┌─ Data provided

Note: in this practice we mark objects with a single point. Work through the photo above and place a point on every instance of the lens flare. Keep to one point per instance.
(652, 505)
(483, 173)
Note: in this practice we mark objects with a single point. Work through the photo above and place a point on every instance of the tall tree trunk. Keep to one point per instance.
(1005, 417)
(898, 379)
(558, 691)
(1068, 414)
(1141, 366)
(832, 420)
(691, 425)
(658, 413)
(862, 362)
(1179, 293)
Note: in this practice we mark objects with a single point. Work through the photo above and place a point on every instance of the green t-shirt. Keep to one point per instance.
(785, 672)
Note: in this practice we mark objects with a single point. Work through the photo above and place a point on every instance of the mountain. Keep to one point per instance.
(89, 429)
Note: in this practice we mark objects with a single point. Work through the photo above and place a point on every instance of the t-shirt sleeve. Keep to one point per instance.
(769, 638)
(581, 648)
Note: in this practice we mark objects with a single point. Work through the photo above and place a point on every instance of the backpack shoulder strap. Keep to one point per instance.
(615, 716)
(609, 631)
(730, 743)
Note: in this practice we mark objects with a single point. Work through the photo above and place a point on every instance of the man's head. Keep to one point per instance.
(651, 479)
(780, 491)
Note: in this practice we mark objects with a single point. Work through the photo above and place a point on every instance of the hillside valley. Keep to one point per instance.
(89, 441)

└─

### Your instructions
Copy every line above exactly.

### Output
Note: in this practice we mark objects with a single point. Work through the photo above and place a point on every instance of the lens flare. Keep to one point per instance.
(652, 505)
(483, 173)
Note: in this practice we mark objects with a single point. Work through the photo above and place a point on every instance of the tall tree trunk. Keep to one point per instance.
(1005, 417)
(898, 379)
(558, 691)
(1068, 414)
(1141, 366)
(832, 420)
(691, 425)
(658, 413)
(862, 362)
(1179, 293)
Note: in this practice we mark objects with a single point. Work through the photo above and place a point on every instance of the green t-shirt. Keep to one point per instance.
(785, 672)
Note: in this practice we mark objects with a single point. Work through the photo above and place a point on every instance of the mountain. Keep to one point per instance.
(89, 429)
Note: in this practice we mark objects with a single point. Work through the photo above and place a point on every instance of the t-shirt sleeve. Keep to one point per instance.
(769, 638)
(581, 648)
Note: in this practice we mark objects with a single point. Work through the photo above and place a point on every instance of the backpack shoulder strap. Keep to one point per instance.
(615, 716)
(609, 631)
(730, 743)
Note: in this practice we mark objects with a single point. Work through the photo above and place a point on every instance of the man's head. Keep to one point per instance.
(651, 479)
(780, 491)
Note: in this practice we mark objects with a single point. Work through the photo above and place a point on every instance of the hillside valley. Keep to one point per instance.
(89, 441)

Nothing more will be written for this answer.